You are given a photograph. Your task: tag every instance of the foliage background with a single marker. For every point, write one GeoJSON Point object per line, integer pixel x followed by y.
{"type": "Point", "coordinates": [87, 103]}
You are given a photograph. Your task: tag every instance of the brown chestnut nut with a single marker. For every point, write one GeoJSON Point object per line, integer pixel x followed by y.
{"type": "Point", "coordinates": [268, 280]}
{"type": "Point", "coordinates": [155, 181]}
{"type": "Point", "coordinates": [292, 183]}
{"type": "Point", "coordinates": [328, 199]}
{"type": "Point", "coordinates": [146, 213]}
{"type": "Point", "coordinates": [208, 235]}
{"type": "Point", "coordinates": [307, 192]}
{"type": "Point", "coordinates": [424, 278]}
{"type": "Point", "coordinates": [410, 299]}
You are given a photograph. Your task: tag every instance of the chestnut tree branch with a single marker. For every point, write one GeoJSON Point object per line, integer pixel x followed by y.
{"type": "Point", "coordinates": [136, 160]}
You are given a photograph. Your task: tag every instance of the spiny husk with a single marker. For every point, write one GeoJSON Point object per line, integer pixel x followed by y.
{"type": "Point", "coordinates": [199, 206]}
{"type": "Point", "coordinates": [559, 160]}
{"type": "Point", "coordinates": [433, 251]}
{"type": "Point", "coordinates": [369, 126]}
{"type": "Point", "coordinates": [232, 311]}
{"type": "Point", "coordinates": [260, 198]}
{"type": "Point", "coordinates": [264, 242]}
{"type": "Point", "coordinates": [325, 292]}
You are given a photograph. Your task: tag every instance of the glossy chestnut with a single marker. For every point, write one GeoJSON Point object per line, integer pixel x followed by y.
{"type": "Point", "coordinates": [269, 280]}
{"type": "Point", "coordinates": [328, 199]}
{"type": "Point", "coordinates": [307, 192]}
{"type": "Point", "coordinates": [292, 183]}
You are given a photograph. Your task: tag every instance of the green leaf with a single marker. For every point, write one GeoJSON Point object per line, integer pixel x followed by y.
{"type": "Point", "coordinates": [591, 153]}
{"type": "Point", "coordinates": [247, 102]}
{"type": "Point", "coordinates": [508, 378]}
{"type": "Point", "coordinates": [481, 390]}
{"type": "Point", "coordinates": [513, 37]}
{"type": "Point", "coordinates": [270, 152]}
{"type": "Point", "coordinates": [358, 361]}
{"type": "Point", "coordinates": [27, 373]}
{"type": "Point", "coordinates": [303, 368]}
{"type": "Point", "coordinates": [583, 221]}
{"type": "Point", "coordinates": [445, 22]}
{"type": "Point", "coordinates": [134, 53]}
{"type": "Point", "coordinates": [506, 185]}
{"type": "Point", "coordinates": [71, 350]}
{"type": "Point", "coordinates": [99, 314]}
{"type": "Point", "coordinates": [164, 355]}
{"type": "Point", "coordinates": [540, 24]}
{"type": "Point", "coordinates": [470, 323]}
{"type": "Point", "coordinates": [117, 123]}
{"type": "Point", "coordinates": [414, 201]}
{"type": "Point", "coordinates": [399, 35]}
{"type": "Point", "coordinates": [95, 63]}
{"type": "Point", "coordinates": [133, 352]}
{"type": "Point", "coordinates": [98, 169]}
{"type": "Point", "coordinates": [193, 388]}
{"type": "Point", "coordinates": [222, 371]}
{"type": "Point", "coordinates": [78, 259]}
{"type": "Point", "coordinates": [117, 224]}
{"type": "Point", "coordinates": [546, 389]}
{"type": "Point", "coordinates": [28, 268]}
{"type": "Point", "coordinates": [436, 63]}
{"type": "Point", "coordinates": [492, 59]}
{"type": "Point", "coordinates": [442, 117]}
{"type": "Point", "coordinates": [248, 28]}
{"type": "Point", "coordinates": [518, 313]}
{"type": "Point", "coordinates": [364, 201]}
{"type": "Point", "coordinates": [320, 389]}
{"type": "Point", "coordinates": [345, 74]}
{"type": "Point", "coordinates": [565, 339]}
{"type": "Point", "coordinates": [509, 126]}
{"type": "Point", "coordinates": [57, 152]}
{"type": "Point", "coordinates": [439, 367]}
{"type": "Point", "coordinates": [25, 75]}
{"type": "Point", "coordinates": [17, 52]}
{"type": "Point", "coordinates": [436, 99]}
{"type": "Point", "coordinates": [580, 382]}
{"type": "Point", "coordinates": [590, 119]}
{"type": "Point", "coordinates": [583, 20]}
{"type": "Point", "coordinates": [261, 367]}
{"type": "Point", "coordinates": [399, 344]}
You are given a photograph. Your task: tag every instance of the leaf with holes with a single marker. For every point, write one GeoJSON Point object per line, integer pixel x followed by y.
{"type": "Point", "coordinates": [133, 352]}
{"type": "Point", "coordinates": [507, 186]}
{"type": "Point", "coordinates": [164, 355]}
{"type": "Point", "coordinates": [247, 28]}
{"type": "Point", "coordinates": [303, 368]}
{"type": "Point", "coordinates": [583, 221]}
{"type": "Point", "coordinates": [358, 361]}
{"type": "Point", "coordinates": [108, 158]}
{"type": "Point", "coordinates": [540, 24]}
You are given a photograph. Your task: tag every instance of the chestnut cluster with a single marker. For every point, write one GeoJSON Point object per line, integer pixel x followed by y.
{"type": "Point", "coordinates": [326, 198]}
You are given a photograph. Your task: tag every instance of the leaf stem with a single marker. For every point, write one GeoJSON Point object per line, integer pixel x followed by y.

++++++++++

WHAT IS NEEDED: Rewrite every line of the items from the line with "the chestnut cluster" up to and including the final line, increasing each coordinate value by 137.

TASK ANSWER:
You are given a photograph. Your task: tag every instance of the chestnut cluster with a single marker. For every point, write one GeoJSON Point object per line, integer pixel x followed by y.
{"type": "Point", "coordinates": [463, 335]}
You are given a photograph. Your task: tag every instance of the leaf stem with a single marker. For every point, write one GeoJSON Point object per line, integer pixel x followed by y.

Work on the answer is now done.